Provided text:
++++++++++++++++++++

In Trial, Penn Team Eradicates Hepatitis C in 10 Patients Following Lifesaving Kidney Transplants from HCV-Infected Donors; Approach May Open Possibility of Transplants for Hundreds More Patients Per Year

Ten patients at Penn Medicine have been cured of the hepatitis C virus (HCV) following lifesaving kidney transplants from deceased donors who were infected with the disease. The findings point to new strategies for increasing the supply of organs for the nation's more than 97,000 patients who are awaiting kidney transplants - often for as many as five or more years. In 2016, Penn Medicine launched an innovative clinical trial to test the effect of transplanting kidneys from donors with HCV into patients currently on the kidney transplant waitlist who do not have the virus, and who opt in to receive these otherwise unused organs. Recipients were then treated with an antiviral therapy in an effort to cure the virus. Early data from the study were presented today by David S. Goldberg, MD, MSCE, an Assistant Professor of Medicine and Epidemiology in the Perelman School of Medicine at the University of Pennsylvania, at the 2017 American Transplant Congress in Chicago, and were simultaneously published online on April 30, 2017 in the New England Journal of Medicine. The letter to the NEJM is titled “Trial of Transplantation of HCV-Infected Kidneys into Uninfected Recipients.” "We started this trial in the hopes that, if successful, we could open up an entirely new pool of donor organs, and effectively transplant hundreds, if not thousands, more patients who are awaiting a lifesaving organ," Dr. Goldberg said.

++++++++++++++++++++

How to complete this task: Output the article on the Penn hepatitis C kidney transplant trial in full, word for word. The lines that come next aren't needed for anything here.

Information:
++++++++++++++++++++

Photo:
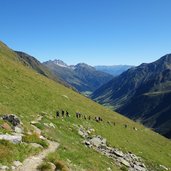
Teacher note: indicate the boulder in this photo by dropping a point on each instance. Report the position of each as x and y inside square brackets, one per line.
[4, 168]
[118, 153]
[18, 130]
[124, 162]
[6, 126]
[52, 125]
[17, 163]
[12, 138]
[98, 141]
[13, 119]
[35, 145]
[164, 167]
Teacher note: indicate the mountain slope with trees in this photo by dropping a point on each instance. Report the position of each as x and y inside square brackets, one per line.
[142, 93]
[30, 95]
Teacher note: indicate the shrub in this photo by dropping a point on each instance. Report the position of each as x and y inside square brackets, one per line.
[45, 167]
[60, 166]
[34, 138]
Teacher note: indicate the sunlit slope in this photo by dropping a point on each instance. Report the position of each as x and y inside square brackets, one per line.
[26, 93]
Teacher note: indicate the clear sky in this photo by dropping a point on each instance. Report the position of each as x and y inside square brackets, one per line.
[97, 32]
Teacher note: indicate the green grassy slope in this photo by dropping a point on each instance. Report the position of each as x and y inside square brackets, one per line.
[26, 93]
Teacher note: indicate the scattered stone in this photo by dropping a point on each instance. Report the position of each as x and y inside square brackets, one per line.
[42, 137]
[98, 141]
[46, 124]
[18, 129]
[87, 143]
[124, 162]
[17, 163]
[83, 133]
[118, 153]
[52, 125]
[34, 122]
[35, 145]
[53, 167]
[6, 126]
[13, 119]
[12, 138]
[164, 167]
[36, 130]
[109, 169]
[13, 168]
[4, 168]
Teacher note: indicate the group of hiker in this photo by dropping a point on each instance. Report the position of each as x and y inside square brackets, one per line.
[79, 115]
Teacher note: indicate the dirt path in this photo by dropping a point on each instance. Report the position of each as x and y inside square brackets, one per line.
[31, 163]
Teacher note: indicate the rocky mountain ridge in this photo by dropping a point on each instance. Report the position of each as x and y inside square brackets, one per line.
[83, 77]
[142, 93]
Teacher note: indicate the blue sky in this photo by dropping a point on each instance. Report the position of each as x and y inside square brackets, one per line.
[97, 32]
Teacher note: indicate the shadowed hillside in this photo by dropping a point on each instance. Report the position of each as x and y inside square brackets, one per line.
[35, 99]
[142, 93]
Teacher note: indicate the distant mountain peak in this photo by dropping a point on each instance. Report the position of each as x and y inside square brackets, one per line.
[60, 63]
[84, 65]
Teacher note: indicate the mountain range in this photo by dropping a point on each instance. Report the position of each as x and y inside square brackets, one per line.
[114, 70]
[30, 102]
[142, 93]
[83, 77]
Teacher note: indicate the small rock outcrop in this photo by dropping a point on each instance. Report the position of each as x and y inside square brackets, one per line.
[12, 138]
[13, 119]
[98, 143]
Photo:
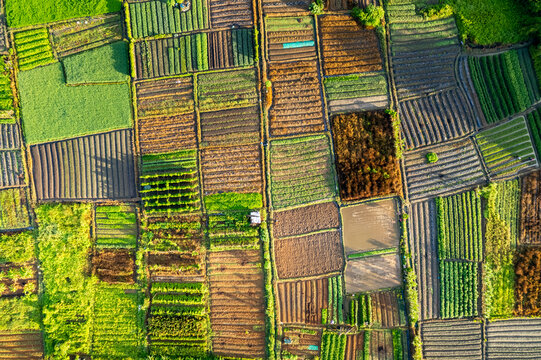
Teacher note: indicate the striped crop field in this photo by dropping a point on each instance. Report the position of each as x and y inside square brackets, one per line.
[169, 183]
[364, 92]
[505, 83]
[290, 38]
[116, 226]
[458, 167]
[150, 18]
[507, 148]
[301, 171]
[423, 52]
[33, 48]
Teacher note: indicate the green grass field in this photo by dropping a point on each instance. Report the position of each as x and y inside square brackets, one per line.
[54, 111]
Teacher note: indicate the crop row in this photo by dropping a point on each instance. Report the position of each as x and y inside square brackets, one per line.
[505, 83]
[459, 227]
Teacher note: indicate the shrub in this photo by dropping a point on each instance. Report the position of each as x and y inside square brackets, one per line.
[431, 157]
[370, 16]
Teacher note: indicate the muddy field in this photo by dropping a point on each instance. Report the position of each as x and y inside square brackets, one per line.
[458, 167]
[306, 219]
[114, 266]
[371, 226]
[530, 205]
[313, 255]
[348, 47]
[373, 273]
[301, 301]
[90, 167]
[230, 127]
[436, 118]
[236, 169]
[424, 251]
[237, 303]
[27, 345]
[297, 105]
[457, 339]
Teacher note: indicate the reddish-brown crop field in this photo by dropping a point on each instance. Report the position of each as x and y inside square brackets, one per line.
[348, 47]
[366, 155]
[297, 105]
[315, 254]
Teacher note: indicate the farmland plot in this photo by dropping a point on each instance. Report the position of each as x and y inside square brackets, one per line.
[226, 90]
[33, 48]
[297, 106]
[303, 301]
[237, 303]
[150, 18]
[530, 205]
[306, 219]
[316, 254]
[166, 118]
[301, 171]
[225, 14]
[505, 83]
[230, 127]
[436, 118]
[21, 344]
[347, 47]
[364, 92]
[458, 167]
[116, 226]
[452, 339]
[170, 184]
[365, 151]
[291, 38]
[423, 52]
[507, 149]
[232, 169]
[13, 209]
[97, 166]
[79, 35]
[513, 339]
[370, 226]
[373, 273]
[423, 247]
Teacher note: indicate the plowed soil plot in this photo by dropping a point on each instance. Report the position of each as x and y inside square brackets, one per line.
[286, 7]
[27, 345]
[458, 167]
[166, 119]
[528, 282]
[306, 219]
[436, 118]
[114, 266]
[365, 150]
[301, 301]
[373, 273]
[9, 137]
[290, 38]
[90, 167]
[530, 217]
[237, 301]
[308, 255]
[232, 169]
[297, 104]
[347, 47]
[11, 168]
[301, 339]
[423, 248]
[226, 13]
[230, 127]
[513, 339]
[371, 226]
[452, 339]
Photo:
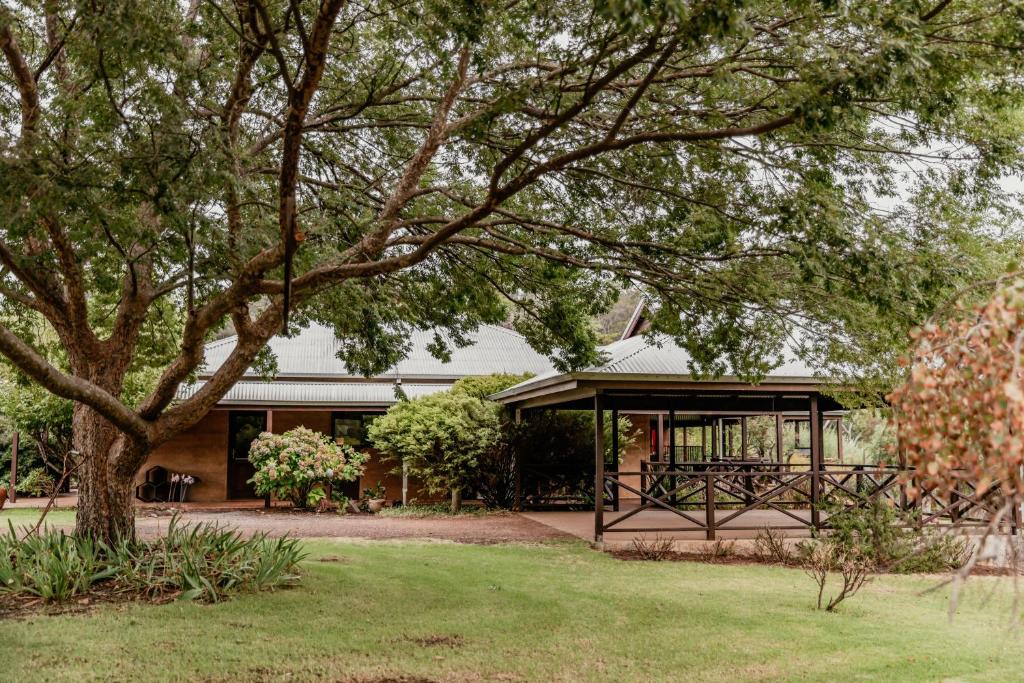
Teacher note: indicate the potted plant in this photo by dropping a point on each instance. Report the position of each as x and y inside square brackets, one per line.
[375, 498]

++++++++++++++++++++

Response to this task:
In Trial, Penn Team Eradicates Hepatitis C in 10 Patients Following Lifesaving Kidney Transplants from HCV-Infected Donors; Approach May Open Possibility of Transplants for Hundreds More Patients Per Year

Ten patients at Penn Medicine have been cured of the hepatitis C virus (HCV) following lifesaving kidney transplants from deceased donors who were infected with the disease. The findings point to new strategies for increasing the supply of organs for the nation's more than 97,000 patients who are awaiting kidney transplants - often for as many as five or more years. In 2016, Penn Medicine launched an innovative clinical trial to test the effect of transplanting kidneys from donors with HCV into patients currently on the kidney transplant waitlist who do not have the virus, and who opt in to receive these otherwise unused organs. Recipients were then treated with an antiviral therapy in an effort to cure the virus. Early data from the study were presented today by David S. Goldberg, MD, MSCE, an Assistant Professor of Medicine and Epidemiology in the Perelman School of Medicine at the University of Pennsylvania, at the 2017 American Transplant Congress in Chicago, and were simultaneously published online on April 30, 2017 in the New England Journal of Medicine. The letter to the NEJM is titled “Trial of Transplantation of HCV-Infected Kidneys into Uninfected Recipients.” "We started this trial in the hopes that, if successful, we could open up an entirely new pool of donor organs, and effectively transplant hundreds, if not thousands, more patients who are awaiting a lifesaving organ," Dr. Goldberg said.